The Briginshaw approach is based on the principle that a court in a civil action should not lightly find that a party has engaged in criminal conduct. The standard of proof does not vary - the civil standard remains the applicable standard. However in applying the Briginshaw principles we must proceed cautiously in light of the gravity of the allegations made against the respondent and we must be satisfied that the relevant evidence has a high probative value, commensurate with the seriousness and the consequences of the alleged conduct.[4]

  1. [8]
    Later,[5] the panel quoted from State of Queensland v Cannon,[6] which in turn cited Rejfek v McElroy:[7]

This proceeding is not a criminal proceeding, and questions of fact must be decided on the balance of probabilities. The gravity of the allegation that the respondent engaged in serious crime related activity must be taken into account when being invited to reach this conclusion according to the balance of probabilities. The seriousness of the allegation and the gravity of the consequences flowing from such a finding are considerations which must affect the determination of whether or not the respondent engaged in the serious crime related activity that is alleged. The gravity of the consequences that flow from findings about the extent to which a person has engaged in “serious crime related activity” means that reasonable satisfaction as to those matters should not rely on what Dixon J in Briginshaw v Briginshaw described as “inexact proofs” and “indefinite testimony”. Still, the standard of proof is the balance of probabilities. The High Court in Rejfek v McElroy said:

“[T]he standard of proof to be applied in a case and the relationship between the degree of persuasion of the mind according to the balance of probabilities and the gravity or otherwise of the fact of whose existence the mind is to be persuaded are not to be confused. The difference between the criminal standard of proof and the civil standard of proof is no mere matter of words: it is a matter of critical substance. No matter how grave the fact which is to be found in a civil case, the mind has only to be reasonably satisfied and has not with respect to any matter in issue in such a proceeding to attain that degree of certainty which is indispensable to the support of a conviction upon a criminal charge.”

  1. [9]
    The panel then said:

We are fully cognisant of the gravity of the allegations made against [XYZ]. As these reasons reveal, we have considered very carefully all of the evidence and the submissions by the parties. We have considered carefully the High Court pronouncements in Briginshaw and in Rejfek v McElroy.[8]

Grounds of appeal

  1. [10]
    Ten grounds of appeal on behalf of XYZ were articulated when the appeal was filed, but ultimately grounds 6 and 9 were not pressed. We will address each of the pressed grounds in turn.

Ground 1

  1. [11]
    Ground 1 is that the panel erred in law by incorrectly applying Briginshaw and failing to require sufficient evidence to discharge the standard of proof having regard to the gravity of the matters alleged and without any regard or proper regard to the evidence of XYZ.
  2. [12]
    As will be discussed further below, Mr Reidy for XYZ submits that while the panel acknowledged the principles in Briginshaw, it failed to adhere to them.

Supplied information:
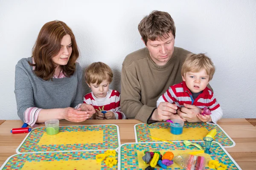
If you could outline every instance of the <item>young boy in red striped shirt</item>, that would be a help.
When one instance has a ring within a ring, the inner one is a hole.
[[[92,119],[126,119],[120,110],[120,94],[108,88],[113,77],[109,66],[102,62],[93,62],[86,69],[84,76],[92,92],[84,96],[84,103],[92,105],[96,110]]]
[[[157,107],[161,102],[175,104],[178,109],[184,103],[193,105],[203,110],[205,107],[210,111],[210,115],[198,114],[202,122],[215,123],[222,116],[222,110],[207,85],[212,79],[215,67],[210,58],[204,54],[188,55],[181,68],[183,82],[170,86],[157,102]],[[171,119],[181,119],[173,114]]]

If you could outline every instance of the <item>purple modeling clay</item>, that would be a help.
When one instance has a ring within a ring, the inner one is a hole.
[[[205,115],[209,115],[212,114],[211,111],[209,110],[206,107],[205,107],[204,108],[204,112],[200,113],[203,116],[204,116]]]
[[[163,159],[162,161],[162,163],[163,164],[168,166],[173,164],[173,161],[170,161],[169,159]]]

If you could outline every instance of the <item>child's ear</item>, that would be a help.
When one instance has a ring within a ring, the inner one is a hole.
[[[90,88],[90,85],[89,84],[88,84],[88,83],[87,82],[86,82],[86,84],[87,84],[87,85],[88,85],[88,86],[89,86],[89,87]]]
[[[185,82],[186,80],[185,79],[185,78],[184,77],[184,76],[182,76],[182,80],[184,81],[184,82]]]

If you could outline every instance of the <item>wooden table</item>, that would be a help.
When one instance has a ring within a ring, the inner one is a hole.
[[[88,120],[79,123],[61,120],[60,125],[115,124],[119,127],[121,143],[123,144],[135,142],[134,126],[140,123],[137,120]],[[223,119],[218,124],[236,142],[235,147],[225,149],[241,168],[256,169],[256,127],[244,119]],[[20,120],[6,120],[0,125],[0,166],[16,153],[16,149],[27,135],[10,132],[12,128],[22,125]]]

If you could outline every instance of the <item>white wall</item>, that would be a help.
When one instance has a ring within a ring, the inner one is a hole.
[[[154,10],[168,12],[175,46],[207,52],[217,68],[210,84],[224,118],[256,118],[256,1],[0,0],[0,119],[18,119],[15,65],[31,57],[44,24],[58,20],[73,29],[83,68],[102,61],[113,70],[120,90],[122,63],[144,47],[137,29]],[[88,89],[84,86],[85,90]]]

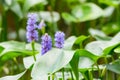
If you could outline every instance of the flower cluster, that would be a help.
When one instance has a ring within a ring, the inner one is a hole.
[[[32,41],[37,41],[38,40],[38,31],[37,29],[42,29],[45,26],[44,21],[42,20],[38,25],[37,25],[37,14],[30,13],[28,14],[28,21],[27,21],[27,41],[32,42]],[[61,31],[58,31],[55,33],[55,47],[57,48],[63,48],[64,44],[64,37],[65,34]],[[45,54],[47,51],[49,51],[52,48],[52,38],[46,33],[41,37],[41,54]]]
[[[37,41],[38,31],[36,30],[36,28],[42,29],[42,27],[45,26],[45,23],[43,20],[40,22],[39,25],[37,25],[36,23],[37,23],[37,14],[29,13],[28,20],[27,20],[27,33],[26,33],[28,42],[32,42],[33,40]]]
[[[52,39],[51,37],[46,33],[45,35],[43,35],[41,37],[42,42],[42,50],[41,50],[41,54],[43,55],[44,53],[46,53],[47,51],[49,51],[52,48]]]
[[[35,29],[37,26],[36,25],[36,22],[37,22],[36,17],[37,17],[37,15],[34,13],[28,14],[27,33],[26,33],[28,42],[32,42],[33,40],[34,41],[38,40],[38,32]]]
[[[63,32],[56,32],[55,34],[55,47],[57,48],[63,48],[64,44],[64,37],[65,34]],[[41,53],[42,55],[45,54],[47,51],[49,51],[52,48],[52,39],[51,37],[46,33],[45,35],[42,36],[42,50]]]
[[[65,40],[65,34],[61,31],[55,34],[55,46],[57,48],[62,48]]]

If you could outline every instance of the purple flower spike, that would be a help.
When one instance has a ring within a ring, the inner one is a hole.
[[[42,39],[42,42],[41,42],[41,45],[42,45],[41,54],[43,55],[52,48],[52,39],[47,33],[45,35],[43,35],[41,37],[41,39]]]
[[[43,27],[45,27],[45,23],[44,20],[41,20],[41,22],[38,25],[38,29],[42,29]]]
[[[65,40],[65,34],[61,31],[56,32],[56,34],[55,34],[55,47],[63,48],[64,40]]]
[[[37,15],[34,13],[29,13],[28,14],[28,21],[27,21],[27,41],[32,42],[33,40],[37,41],[38,40],[38,32],[35,30],[36,28],[36,17]]]

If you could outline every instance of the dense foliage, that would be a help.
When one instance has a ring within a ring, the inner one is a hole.
[[[120,0],[0,0],[0,80],[120,80],[119,31]]]

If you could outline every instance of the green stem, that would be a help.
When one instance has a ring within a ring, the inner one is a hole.
[[[35,42],[34,42],[34,40],[32,41],[31,46],[32,46],[32,51],[33,51],[33,58],[36,61],[36,57],[35,57]]]
[[[88,78],[86,77],[86,75],[84,73],[82,73],[84,80],[88,80]]]
[[[48,74],[48,80],[50,80],[50,75]]]
[[[98,64],[96,63],[97,69],[98,69],[98,76],[100,76],[101,72],[100,72],[100,68],[98,66]]]
[[[63,80],[65,80],[65,76],[64,76],[64,68],[62,69],[62,77],[63,77]]]
[[[71,74],[72,80],[74,80],[74,78],[73,78],[73,73],[72,73],[72,70],[71,70],[71,69],[70,69],[70,74]]]
[[[88,74],[89,74],[89,80],[93,80],[93,76],[90,70],[88,70]]]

Short task:
Extract from the appeal judgment the passage that begins at the words "We are fully" and ends after the words "grounds in turn.", copying it without change.

Complete response:
We are fully cognisant of the gravity of the allegations made against [XYZ]. As these reasons reveal, we have considered very carefully all of the evidence and the submissions by the parties. We have considered carefully the High Court pronouncements in Briginshaw and in Rejfek v McElroy.[8]

Grounds of appeal

  1. [10]
    Ten grounds of appeal on behalf of XYZ were articulated when the appeal was filed, but ultimately grounds 6 and 9 were not pressed. We will address each of the pressed grounds in turn.